[Stored items]

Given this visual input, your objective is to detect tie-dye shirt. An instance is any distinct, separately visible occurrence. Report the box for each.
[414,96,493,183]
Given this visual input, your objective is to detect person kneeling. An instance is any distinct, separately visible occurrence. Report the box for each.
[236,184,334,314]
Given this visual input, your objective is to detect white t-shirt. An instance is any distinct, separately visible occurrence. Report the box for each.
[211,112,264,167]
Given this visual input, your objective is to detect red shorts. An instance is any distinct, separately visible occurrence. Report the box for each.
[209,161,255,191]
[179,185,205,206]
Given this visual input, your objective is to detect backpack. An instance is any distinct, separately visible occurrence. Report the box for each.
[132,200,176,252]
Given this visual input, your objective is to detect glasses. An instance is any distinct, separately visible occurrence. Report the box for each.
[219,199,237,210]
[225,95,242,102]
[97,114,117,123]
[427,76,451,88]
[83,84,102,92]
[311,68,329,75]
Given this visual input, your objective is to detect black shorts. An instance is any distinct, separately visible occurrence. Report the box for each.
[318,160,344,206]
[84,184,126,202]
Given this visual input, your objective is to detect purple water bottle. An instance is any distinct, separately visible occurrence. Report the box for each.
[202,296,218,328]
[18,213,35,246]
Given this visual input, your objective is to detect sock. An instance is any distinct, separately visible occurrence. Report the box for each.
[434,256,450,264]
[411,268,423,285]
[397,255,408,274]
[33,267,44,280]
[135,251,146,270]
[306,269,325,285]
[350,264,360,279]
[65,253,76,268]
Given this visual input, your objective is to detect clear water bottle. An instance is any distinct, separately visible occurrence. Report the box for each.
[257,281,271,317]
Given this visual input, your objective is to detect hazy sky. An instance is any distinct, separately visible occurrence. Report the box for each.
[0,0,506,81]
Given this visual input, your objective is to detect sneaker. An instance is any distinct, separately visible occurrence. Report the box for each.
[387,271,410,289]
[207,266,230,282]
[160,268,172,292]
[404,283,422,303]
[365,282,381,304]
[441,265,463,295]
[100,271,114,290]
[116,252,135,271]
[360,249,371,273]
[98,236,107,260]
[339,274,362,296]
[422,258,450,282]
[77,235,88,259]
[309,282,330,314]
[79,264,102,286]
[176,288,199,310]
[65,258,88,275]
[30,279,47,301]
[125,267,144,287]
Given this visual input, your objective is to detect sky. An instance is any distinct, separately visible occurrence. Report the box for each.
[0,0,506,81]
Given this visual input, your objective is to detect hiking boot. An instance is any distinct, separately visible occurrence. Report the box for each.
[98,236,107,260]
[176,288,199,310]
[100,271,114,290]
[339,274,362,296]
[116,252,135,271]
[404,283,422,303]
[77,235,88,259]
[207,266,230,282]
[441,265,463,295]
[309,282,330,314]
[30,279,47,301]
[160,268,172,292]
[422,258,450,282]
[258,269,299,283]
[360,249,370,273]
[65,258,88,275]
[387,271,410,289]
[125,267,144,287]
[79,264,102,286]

Set task
Reproduce every line of the material above word for word, without changing anything.

Exercise output
Given this visual input, your objective is to detect tie-dye shirt. An instance is any distinct, separately visible occurrence. Report the box for each.
[414,96,493,183]
Given this visual input, your objective is to detect person kneeling. An instance is any distinct, separately visible occurrence. Report the box for each.
[236,184,334,314]
Given this visual input, your objective is to detect white t-shirt. An instance is any distinct, separately visible occurrence. Report the box for each.
[211,112,264,167]
Given this visual input, your objective is to detect red shorts. An instance is any distinct, separately visible occurrence. Report the box for each.
[209,161,255,191]
[179,185,205,206]
Given this visual input, your objective is to detect backpack. An instance is any distinct, separately visible occurrence. Report the box for each.
[132,200,176,252]
Given this visual input, your objective is to detect glasses. An instance is any distinct, separately visible occurrence. Report the box for each.
[219,199,237,210]
[225,95,242,102]
[97,114,117,123]
[427,76,451,88]
[83,84,102,92]
[311,68,329,75]
Given this visual input, your objective is to detect black shorts. An instance is any distinct, separately visible occurrence. Report the box for each.
[318,160,344,206]
[84,184,126,202]
Given this visual input, your objective is to detect purple water bottle. An instance is any distinct, separately visible occurrence. Report the box for each.
[202,296,218,328]
[18,213,35,246]
Given this visual input, your objective is to detect sock. An instance is any distinct, separately visible occurrence. Report the box for each.
[434,256,450,264]
[411,268,423,285]
[397,255,408,274]
[33,267,44,280]
[135,251,146,270]
[306,269,325,285]
[350,264,360,279]
[65,253,76,268]
Given this visual input, your objective is to detect clear water bottle. An instance is any distinct, separately visible occurrence. Report the box for each.
[257,281,271,317]
Given this visual input, your objective is to detect hazy sky. An instance is any distinct, separately visible occurrence. Report the box for each.
[0,0,506,81]
Given this visual input, your objective is to detect sneaker. An instance is any distinct, separately visible occurrence. Report the box for each.
[387,271,410,289]
[207,266,230,282]
[160,268,172,292]
[404,283,422,303]
[365,282,381,304]
[441,265,463,295]
[100,271,114,290]
[116,252,135,271]
[360,249,371,273]
[98,236,107,260]
[339,274,362,296]
[422,258,450,282]
[77,235,88,259]
[309,282,330,314]
[79,264,102,286]
[176,288,199,310]
[65,258,88,275]
[30,279,47,301]
[125,267,144,287]
Given this visual input, your objective is to detect sky. An instance is any distinct, separately visible occurrence. Report the box for each.
[0,0,506,81]
Given this visual input, your objective is to detect hiking boot. An instance is any distinct, separately visible occurrence. Report the box for each.
[98,236,107,260]
[176,288,199,310]
[100,271,114,290]
[339,274,362,296]
[116,252,135,271]
[404,283,422,303]
[77,235,88,259]
[207,266,230,282]
[441,265,463,295]
[309,282,330,314]
[30,279,47,301]
[160,268,172,292]
[422,258,450,282]
[258,269,299,283]
[360,249,370,273]
[65,258,88,275]
[387,271,410,289]
[125,267,144,287]
[79,264,102,286]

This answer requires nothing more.